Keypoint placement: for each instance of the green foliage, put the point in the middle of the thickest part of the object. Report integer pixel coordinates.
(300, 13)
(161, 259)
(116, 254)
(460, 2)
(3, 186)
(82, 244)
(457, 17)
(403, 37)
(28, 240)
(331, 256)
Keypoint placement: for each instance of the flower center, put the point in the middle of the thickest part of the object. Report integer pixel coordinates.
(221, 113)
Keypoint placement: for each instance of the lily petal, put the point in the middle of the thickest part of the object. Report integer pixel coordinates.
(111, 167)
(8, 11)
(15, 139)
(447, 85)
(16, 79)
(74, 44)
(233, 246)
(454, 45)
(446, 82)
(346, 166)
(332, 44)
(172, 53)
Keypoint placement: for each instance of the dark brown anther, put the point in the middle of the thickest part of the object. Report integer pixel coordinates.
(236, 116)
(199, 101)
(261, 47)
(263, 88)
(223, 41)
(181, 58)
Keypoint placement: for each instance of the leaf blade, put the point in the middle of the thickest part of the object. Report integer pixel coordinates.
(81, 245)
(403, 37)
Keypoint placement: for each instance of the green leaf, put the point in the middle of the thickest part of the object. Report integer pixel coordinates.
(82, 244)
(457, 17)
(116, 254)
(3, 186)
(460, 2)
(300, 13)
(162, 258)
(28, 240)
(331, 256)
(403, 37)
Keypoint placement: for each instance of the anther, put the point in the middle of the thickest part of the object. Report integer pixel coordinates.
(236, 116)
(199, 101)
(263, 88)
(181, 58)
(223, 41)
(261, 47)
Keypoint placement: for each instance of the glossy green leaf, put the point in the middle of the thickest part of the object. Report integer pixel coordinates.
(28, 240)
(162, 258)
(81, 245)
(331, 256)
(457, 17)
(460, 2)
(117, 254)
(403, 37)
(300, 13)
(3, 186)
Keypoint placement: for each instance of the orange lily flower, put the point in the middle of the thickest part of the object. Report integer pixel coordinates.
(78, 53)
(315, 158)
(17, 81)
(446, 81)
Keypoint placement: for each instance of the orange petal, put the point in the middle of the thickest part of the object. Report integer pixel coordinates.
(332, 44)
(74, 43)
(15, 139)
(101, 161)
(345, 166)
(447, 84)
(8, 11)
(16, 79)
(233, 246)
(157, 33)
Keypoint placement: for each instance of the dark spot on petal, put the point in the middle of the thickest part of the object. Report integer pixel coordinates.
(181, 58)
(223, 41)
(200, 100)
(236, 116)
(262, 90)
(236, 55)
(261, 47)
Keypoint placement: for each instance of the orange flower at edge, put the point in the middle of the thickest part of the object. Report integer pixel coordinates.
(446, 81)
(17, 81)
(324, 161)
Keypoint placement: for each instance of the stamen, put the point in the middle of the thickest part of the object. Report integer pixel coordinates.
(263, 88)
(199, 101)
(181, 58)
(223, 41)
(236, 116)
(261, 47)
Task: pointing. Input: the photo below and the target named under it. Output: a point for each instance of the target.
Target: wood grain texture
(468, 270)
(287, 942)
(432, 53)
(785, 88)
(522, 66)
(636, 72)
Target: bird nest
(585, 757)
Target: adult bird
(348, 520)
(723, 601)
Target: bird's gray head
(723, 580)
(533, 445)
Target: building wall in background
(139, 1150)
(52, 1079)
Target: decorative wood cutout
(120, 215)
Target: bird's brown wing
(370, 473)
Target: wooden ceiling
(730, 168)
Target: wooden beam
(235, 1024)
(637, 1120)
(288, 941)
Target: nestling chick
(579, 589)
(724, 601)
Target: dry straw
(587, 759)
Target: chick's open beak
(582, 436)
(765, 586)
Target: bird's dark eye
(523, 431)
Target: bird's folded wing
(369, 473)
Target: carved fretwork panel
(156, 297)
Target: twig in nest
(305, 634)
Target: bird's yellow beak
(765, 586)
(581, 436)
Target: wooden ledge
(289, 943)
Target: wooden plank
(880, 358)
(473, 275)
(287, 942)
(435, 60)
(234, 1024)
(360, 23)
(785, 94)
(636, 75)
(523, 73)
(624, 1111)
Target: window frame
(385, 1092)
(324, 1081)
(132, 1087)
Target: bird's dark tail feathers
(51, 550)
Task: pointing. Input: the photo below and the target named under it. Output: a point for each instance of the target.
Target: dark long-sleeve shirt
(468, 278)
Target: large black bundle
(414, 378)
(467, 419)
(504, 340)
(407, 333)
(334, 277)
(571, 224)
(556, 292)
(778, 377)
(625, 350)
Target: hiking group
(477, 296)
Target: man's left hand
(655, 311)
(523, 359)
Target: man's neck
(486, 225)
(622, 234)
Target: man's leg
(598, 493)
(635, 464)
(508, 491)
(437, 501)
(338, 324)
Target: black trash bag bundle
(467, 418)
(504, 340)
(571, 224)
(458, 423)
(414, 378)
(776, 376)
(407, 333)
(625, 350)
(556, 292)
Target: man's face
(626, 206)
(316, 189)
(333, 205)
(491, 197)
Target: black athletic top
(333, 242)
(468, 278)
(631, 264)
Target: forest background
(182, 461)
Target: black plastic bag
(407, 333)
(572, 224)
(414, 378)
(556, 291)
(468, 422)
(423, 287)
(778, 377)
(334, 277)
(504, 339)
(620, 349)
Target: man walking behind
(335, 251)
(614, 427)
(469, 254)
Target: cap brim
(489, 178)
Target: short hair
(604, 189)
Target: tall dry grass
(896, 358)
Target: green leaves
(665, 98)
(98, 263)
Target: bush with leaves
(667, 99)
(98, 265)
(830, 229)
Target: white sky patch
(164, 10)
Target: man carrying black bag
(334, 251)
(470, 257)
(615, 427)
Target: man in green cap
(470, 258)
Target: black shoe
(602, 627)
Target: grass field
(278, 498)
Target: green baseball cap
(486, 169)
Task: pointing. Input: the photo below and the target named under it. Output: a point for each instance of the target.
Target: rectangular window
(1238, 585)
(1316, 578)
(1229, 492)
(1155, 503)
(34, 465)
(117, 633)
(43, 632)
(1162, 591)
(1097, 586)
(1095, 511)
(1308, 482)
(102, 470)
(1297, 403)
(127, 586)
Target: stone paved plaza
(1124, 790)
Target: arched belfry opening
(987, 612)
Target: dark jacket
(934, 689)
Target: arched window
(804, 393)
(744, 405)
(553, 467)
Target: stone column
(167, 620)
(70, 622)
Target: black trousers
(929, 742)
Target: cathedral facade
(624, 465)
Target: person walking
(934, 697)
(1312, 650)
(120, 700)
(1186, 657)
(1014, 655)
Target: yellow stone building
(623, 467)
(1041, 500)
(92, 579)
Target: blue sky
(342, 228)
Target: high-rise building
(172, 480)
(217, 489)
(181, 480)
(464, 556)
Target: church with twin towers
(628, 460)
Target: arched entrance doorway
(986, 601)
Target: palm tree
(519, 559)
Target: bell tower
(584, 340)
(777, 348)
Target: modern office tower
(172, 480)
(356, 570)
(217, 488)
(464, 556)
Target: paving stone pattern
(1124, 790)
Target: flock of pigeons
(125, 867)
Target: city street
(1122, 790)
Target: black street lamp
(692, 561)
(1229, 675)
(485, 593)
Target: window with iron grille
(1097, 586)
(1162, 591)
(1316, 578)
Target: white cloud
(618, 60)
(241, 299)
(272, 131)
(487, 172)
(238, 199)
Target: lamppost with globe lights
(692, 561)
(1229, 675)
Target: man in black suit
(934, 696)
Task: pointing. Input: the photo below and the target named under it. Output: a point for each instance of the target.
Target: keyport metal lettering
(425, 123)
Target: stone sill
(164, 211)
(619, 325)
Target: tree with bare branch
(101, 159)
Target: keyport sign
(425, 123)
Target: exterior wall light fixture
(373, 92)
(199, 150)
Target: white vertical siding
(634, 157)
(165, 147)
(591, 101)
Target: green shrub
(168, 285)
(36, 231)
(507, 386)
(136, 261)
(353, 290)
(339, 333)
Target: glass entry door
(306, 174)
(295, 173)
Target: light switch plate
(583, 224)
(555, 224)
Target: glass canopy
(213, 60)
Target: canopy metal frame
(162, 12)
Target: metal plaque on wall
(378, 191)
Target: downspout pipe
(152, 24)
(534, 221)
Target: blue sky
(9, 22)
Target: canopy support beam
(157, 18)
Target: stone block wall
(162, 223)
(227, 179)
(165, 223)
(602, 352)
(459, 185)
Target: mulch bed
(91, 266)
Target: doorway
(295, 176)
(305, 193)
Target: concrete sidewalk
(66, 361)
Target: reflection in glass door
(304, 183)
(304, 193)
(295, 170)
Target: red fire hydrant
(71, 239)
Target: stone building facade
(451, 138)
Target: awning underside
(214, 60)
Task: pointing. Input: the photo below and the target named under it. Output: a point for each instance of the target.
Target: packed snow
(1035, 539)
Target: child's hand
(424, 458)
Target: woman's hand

---*---

Prompt:
Please rewrite every line of the rows, from the line with "Target: green shrub" through the end of the rows, requests included, and multiply each coordinate in the answers by 1.7, rounding to whole numbers with halves rounded up. Reproduce only those lines.

Written response:
Target: green shrub
(286, 485)
(61, 393)
(862, 656)
(231, 444)
(600, 493)
(576, 566)
Target: glass entry door
(520, 296)
(502, 294)
Target: light switch plate
(991, 381)
(944, 381)
Target: glass canopy
(362, 102)
Target: canopy metal frame
(275, 20)
Target: metal plaque on wall
(643, 325)
Target: downspout pipe
(258, 41)
(908, 376)
Target: blue sky
(15, 37)
Target: canopy support beam
(267, 31)
Target: stone block wall
(275, 379)
(386, 304)
(281, 379)
(1023, 598)
(780, 315)
Target: mulch bed
(155, 452)
Target: doorway
(502, 299)
(519, 328)
Target: concrete sidewalk
(112, 614)
Target: reflection in glass door
(517, 311)
(517, 328)
(502, 289)
Target: red fire hydrant
(121, 406)
Target: stone building facade
(767, 235)
Target: awning underside
(364, 102)
Task: pointing. Input: the photo below and the target named under it. Output: a point for each instance of the target.
Target: packed snow
(1760, 916)
Target: child's hand
(721, 779)
Target: woman's hand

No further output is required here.